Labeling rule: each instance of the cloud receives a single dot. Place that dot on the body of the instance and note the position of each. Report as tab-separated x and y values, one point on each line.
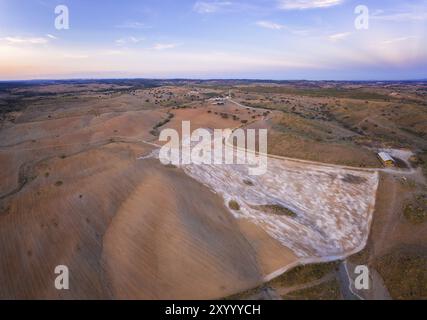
26	40
128	40
270	25
203	7
338	36
400	39
133	25
164	46
400	16
307	4
76	56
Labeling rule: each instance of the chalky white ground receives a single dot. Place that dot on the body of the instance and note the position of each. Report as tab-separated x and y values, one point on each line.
333	205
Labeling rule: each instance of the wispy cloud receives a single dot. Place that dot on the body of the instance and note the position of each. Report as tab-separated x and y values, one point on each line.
307	4
338	36
128	40
400	16
76	56
204	7
51	36
164	46
269	25
26	40
132	25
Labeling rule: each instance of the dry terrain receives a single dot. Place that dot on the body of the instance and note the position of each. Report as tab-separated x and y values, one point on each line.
80	186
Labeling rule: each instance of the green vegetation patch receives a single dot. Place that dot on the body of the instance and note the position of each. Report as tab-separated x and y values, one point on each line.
404	272
305	274
329	290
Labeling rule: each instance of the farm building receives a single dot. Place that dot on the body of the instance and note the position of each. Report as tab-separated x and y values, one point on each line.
386	159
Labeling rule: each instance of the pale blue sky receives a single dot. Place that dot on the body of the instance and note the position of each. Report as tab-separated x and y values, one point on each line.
264	39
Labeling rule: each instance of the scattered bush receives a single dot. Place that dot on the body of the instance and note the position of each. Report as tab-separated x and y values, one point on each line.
234	205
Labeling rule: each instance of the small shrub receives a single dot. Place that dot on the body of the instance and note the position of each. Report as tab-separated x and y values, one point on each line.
234	205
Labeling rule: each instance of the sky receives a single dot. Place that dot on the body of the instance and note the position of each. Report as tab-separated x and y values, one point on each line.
262	39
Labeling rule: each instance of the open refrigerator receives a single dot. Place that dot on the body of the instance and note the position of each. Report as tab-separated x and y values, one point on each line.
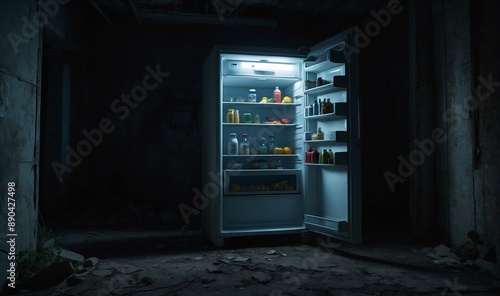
270	193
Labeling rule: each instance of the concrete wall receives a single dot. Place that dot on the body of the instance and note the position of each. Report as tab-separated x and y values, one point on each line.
19	126
455	94
486	30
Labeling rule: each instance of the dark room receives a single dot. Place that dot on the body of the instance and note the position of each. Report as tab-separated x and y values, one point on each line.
249	147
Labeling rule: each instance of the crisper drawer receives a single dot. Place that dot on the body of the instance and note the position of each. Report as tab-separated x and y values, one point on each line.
250	182
253	213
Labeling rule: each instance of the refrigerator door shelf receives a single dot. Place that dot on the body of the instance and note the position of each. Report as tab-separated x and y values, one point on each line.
251	182
338	137
339	84
339	112
259	124
325	225
325	62
340	159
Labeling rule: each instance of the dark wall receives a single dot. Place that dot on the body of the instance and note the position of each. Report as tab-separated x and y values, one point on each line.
385	129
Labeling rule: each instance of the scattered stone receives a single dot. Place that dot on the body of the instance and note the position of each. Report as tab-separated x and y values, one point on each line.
207	281
448	261
72	281
493	268
82	273
71	256
168	216
49	244
230	256
49	277
433	256
90	262
442	251
102	272
241	259
212	269
261	277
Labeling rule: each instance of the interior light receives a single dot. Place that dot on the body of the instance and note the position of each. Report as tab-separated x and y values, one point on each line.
266	66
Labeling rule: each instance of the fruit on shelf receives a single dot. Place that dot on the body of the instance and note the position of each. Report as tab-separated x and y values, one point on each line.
285	120
278	150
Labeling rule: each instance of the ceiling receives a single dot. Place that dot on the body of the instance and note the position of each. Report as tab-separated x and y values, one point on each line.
258	13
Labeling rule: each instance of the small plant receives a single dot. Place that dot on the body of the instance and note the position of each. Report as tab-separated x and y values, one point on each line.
31	263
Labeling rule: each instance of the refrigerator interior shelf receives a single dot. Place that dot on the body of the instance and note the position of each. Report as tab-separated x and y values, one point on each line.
324	164
259	104
321	65
340	158
262	81
261	155
329	116
331	142
324	89
258	124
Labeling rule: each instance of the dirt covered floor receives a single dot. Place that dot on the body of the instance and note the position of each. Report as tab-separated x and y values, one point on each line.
176	262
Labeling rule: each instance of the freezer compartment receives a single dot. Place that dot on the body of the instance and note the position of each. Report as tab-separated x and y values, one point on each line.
262	212
258	182
262	67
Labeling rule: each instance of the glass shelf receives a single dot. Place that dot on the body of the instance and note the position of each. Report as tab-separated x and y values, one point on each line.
261	104
329	116
261	155
325	142
258	124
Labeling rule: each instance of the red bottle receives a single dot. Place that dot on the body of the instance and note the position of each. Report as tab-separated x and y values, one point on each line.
315	156
277	95
309	155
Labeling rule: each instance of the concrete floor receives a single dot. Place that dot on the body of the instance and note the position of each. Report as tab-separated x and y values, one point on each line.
160	261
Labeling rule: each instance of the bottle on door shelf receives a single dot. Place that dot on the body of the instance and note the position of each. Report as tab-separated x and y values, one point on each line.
277	95
232	144
244	145
271	146
252	96
315	108
230	116
315	156
324	109
326	157
262	146
309	155
236	116
257	118
329	106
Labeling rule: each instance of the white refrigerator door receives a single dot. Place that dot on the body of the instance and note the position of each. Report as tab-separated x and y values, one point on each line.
332	190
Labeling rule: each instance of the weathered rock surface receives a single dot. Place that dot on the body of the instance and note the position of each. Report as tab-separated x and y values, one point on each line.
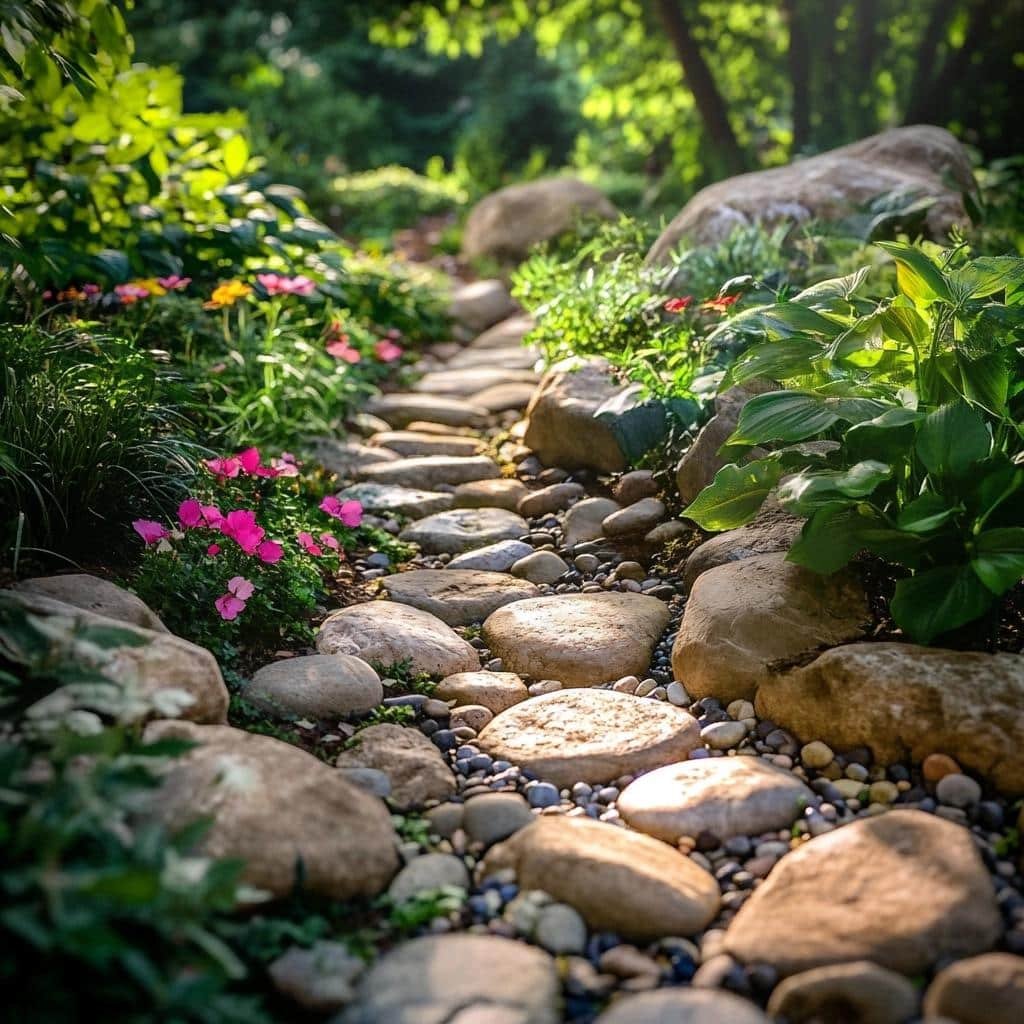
903	889
562	429
743	615
315	686
726	797
276	808
458	597
458	979
460	530
590	735
385	633
902	699
619	881
414	765
580	639
919	159
508	222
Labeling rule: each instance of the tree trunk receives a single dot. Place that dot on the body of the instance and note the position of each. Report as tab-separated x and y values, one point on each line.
709	99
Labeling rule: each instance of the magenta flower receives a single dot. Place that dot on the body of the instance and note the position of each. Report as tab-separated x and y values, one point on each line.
151	531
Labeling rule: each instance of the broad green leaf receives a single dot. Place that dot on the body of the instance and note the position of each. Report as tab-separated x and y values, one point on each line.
734	496
952	440
938	600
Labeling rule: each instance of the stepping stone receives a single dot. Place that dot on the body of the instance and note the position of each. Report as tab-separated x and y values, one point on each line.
498	557
315	686
415	767
590	735
411	442
495	690
905	889
463	529
458	597
270	805
616	880
743	615
459	979
580	639
501	494
401	410
386	633
429	470
726	797
897	698
390	499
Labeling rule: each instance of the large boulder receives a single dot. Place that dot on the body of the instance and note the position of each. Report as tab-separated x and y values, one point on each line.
903	889
507	223
919	159
901	698
741	616
285	813
562	429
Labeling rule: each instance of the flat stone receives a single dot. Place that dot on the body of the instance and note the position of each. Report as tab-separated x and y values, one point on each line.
902	698
986	989
459	530
580	639
726	797
619	881
860	991
495	690
93	594
459	979
273	806
315	686
904	889
500	494
458	597
387	633
400	410
743	615
415	766
590	735
391	500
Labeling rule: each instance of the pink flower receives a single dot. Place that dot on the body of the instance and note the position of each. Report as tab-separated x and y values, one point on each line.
150	531
350	512
387	350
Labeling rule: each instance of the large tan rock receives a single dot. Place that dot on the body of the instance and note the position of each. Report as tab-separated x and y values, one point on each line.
922	159
902	698
562	429
741	616
386	633
285	813
904	889
458	597
590	735
619	881
507	223
579	639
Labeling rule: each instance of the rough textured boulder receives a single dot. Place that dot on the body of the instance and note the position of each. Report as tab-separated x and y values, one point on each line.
458	597
507	223
92	594
902	699
386	633
903	889
579	639
743	615
562	428
619	881
919	159
279	809
459	979
590	735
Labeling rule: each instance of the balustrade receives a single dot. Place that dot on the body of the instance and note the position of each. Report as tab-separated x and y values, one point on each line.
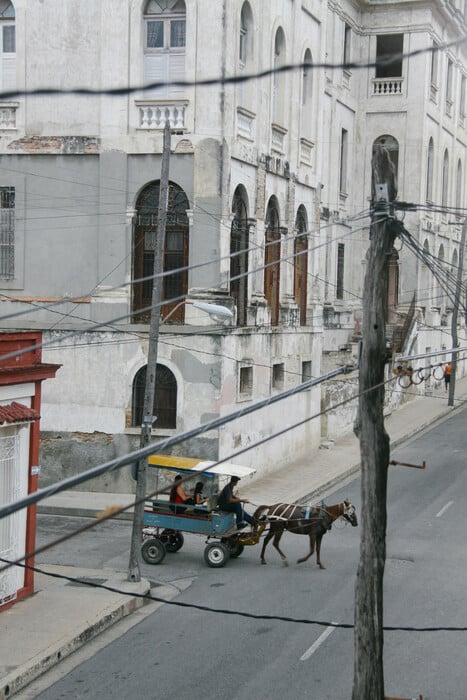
153	115
387	86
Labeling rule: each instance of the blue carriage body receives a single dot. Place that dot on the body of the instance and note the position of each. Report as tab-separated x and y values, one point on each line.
202	522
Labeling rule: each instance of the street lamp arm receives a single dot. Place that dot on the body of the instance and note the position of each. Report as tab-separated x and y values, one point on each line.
216	311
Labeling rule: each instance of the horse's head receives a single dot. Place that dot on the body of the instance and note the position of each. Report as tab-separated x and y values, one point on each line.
349	513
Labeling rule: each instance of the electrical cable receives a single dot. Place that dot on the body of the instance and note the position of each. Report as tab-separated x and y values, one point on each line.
224	611
384	60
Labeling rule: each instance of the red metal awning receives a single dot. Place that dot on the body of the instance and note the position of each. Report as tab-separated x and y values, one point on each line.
17	413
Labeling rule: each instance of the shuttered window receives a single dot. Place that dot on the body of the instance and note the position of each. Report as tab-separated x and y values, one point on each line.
164	54
7	46
7	233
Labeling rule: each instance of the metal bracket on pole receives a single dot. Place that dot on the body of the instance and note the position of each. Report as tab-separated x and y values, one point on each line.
407	464
381	193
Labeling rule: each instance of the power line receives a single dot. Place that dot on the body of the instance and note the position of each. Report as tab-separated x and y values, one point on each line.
224	611
234	79
143	452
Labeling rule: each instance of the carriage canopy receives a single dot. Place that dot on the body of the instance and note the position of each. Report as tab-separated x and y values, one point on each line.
189	465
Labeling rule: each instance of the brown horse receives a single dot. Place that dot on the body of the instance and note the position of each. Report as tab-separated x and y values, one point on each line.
313	521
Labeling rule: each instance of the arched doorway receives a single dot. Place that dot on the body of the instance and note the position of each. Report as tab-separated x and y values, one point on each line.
165	399
301	263
175	285
239	254
393	286
272	255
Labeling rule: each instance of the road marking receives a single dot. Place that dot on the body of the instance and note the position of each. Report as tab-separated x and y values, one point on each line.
318	642
444	509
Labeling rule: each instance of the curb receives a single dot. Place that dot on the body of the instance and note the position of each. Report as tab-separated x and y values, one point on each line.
14	682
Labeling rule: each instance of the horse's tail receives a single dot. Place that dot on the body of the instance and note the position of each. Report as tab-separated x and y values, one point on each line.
260	519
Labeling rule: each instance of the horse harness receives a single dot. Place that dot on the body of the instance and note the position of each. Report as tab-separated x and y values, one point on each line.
318	514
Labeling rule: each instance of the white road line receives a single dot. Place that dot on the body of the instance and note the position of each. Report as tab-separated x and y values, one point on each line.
444	509
318	643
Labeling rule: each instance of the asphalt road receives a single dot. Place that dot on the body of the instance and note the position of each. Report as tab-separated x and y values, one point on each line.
191	653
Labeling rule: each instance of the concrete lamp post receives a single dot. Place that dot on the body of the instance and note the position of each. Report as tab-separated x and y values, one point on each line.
221	314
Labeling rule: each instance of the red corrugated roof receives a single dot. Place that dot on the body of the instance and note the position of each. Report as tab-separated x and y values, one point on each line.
17	413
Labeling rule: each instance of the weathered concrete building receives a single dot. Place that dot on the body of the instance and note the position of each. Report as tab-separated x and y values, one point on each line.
408	94
79	178
268	210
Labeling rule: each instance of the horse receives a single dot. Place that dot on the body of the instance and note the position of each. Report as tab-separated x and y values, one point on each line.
313	521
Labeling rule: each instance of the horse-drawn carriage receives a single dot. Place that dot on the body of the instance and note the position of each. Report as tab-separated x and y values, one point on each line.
165	522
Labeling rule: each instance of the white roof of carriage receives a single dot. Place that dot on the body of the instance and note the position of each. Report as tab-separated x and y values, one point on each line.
188	464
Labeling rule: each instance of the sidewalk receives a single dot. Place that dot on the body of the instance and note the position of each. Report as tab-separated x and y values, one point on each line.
29	642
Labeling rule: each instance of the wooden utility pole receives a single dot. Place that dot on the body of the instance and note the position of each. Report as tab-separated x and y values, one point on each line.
455	312
134	573
374	442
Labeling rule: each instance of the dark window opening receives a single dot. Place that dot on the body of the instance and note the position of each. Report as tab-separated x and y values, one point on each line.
340	271
174	286
239	258
389	49
165	399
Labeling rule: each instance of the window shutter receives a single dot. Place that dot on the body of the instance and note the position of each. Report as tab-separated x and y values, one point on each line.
155	70
176	72
8	75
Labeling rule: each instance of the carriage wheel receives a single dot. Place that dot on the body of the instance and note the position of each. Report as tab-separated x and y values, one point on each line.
216	555
234	546
153	551
172	540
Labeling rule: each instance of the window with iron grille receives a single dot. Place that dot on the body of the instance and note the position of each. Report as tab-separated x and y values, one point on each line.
306	371
278	376
7	233
340	271
245	386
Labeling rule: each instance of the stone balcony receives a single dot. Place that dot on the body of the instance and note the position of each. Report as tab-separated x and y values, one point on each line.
153	114
8	115
387	86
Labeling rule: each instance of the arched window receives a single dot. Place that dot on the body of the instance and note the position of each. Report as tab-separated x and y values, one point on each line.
278	92
7	46
239	254
301	263
165	398
445	182
426	279
439	286
429	170
393	285
392	147
174	286
307	94
272	257
245	55
164	47
459	185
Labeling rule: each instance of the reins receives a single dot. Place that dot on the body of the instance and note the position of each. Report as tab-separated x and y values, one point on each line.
315	518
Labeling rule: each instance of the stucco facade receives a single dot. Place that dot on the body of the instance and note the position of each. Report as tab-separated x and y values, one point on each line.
83	169
269	202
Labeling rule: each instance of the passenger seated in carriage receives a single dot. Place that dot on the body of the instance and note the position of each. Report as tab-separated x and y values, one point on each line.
178	495
232	504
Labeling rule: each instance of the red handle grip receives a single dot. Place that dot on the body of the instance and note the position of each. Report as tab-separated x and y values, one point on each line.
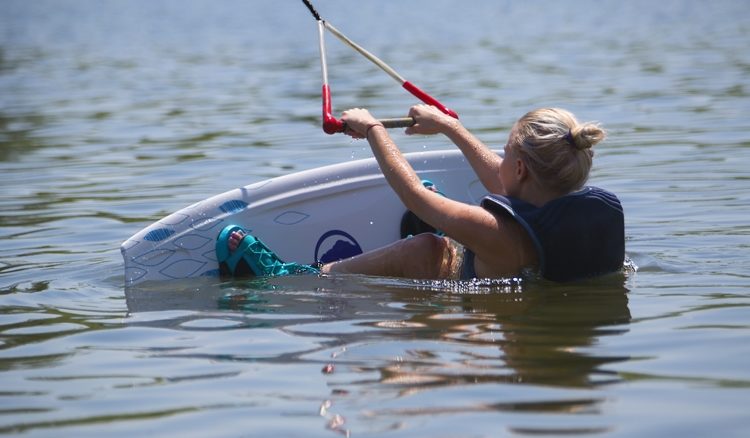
429	100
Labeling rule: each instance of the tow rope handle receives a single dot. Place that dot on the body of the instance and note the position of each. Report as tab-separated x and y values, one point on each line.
331	124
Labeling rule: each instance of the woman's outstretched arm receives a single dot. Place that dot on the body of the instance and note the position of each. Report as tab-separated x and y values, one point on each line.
484	161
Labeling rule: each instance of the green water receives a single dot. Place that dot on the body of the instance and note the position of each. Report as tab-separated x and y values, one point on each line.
115	114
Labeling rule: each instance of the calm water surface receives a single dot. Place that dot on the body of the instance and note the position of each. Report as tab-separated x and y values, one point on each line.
114	114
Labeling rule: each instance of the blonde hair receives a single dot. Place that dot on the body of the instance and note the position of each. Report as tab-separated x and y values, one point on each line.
555	147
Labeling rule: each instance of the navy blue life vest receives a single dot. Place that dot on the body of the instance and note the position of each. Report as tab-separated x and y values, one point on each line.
576	236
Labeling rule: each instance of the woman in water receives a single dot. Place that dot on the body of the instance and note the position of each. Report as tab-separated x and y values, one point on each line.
539	216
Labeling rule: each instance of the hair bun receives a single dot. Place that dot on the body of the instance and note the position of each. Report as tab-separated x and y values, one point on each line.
586	135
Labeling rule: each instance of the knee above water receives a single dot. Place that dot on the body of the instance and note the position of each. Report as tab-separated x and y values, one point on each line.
430	243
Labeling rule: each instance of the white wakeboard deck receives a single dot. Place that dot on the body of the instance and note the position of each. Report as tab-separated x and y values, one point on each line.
320	214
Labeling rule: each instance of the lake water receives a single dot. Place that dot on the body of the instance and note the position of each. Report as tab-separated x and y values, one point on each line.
114	114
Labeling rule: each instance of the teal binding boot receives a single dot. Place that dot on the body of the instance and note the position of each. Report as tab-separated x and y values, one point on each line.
252	258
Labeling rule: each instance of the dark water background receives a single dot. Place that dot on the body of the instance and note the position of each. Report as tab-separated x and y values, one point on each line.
115	113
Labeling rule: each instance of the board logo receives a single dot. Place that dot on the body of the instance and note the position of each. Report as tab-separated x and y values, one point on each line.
336	245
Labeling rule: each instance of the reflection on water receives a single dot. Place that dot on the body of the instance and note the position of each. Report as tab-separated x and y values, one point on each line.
114	116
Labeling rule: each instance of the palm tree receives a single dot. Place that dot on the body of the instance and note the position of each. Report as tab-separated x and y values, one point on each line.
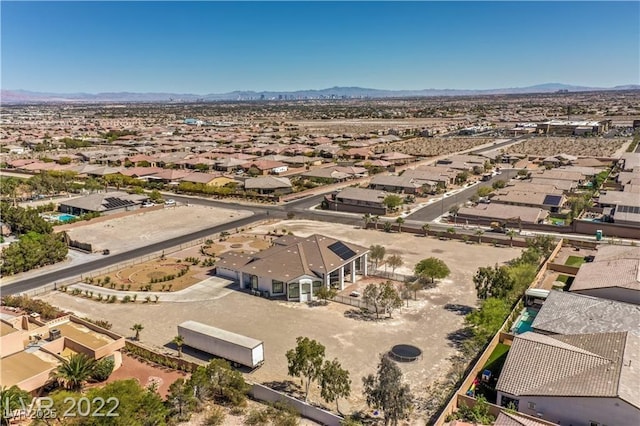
366	218
375	221
74	372
137	328
511	233
451	231
179	341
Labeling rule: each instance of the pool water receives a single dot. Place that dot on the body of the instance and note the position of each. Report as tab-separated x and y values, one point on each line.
525	320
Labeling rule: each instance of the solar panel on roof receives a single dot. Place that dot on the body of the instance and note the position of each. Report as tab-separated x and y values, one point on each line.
552	200
114	203
341	250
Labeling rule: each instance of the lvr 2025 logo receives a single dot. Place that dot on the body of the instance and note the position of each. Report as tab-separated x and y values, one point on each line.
44	408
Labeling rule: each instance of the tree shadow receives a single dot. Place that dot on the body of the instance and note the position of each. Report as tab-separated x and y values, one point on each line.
287	387
317	303
458	337
458	309
361	315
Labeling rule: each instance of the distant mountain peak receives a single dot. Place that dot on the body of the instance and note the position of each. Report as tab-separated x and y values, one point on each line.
336	92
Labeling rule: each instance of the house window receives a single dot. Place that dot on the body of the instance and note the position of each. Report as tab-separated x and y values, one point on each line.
294	291
277	287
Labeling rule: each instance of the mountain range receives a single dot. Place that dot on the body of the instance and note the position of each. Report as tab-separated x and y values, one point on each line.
24	96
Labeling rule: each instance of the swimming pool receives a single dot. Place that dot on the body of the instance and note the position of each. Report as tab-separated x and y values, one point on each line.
523	324
65	217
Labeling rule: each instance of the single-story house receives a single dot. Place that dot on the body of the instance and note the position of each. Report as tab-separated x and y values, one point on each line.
296	267
566	312
357	200
31	348
268	185
266	166
404	184
209	179
551	202
614	274
512	215
579	379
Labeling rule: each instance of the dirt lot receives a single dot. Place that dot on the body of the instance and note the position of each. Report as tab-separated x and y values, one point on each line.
583	147
429	147
430	322
147	227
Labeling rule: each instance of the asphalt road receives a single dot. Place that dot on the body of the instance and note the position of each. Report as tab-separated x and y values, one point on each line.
59	275
432	211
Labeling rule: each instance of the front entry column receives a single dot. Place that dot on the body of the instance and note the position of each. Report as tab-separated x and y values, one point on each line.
363	261
353	271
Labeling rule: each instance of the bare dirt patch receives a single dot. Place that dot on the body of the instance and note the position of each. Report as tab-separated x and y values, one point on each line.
430	147
145	274
146	373
148	227
583	147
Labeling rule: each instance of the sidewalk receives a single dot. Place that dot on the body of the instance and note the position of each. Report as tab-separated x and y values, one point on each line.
74	257
210	289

════════════════

• [Exercise task]
Extract every line from the one containing "Labeling rule: each instance of the house" through the last line of the data, inclusive, exactly as written.

• [Answer to this problem]
Labeling rule: each instance of the house window receives a single dot. Place that dot on the body of the instance and note the position of each. Report as tab-separated x and y values, one point on each line.
294	291
277	287
Labeling rule: each instance of the mountain range receives a single dot. Place that dot on the body of the instance and note the position of each. Report as tab-separated x and y values, one point on each line.
24	96
Labeling rule: each instance of the swimming pool receives a single dot. Place that dot on the body of the instance and note the position of each. Report as tab-separated x and y values, one point on each line.
523	324
65	217
Labeling rule: each instance of the single-story house receives a single dot. Place that dot on the body of the instance and note the position of each. Report as tab-separated x and y values, one point on each line.
296	267
566	312
357	200
31	348
268	185
266	166
404	184
209	179
551	202
614	274
512	215
579	379
Labeling rule: each instance of the dirt lot receives a single dot. Place that dot on the body of the instance and note the position of each. Report as tab-separated x and y values, one point on each line.
583	147
429	147
430	322
147	227
Labeling rule: each instance of the asphalt road receives a single dot. Place that dot on the body of the instance and note the position of each. Report as tab-separated x and y values, one point on each line.
59	275
432	211
Labeling rule: each instance of the front entry column receives a single dot. Place that dot on the body of the instance and note the position of each. Report as tab-separated x and y values, one point on each line.
363	261
353	271
Labeling rule: each instance of the bare dirt patch receives a single dot. Place that dot on the body of the instance and note the position of each. Report as tab-separated x and y values, one point on each line.
430	147
145	274
146	373
148	227
583	147
Labeling rule: each instance of the sidewalk receives a single dot. Place that dot on the body of the instance and note the position of each. Report as tab-separated x and y values, one point on each line.
74	257
210	289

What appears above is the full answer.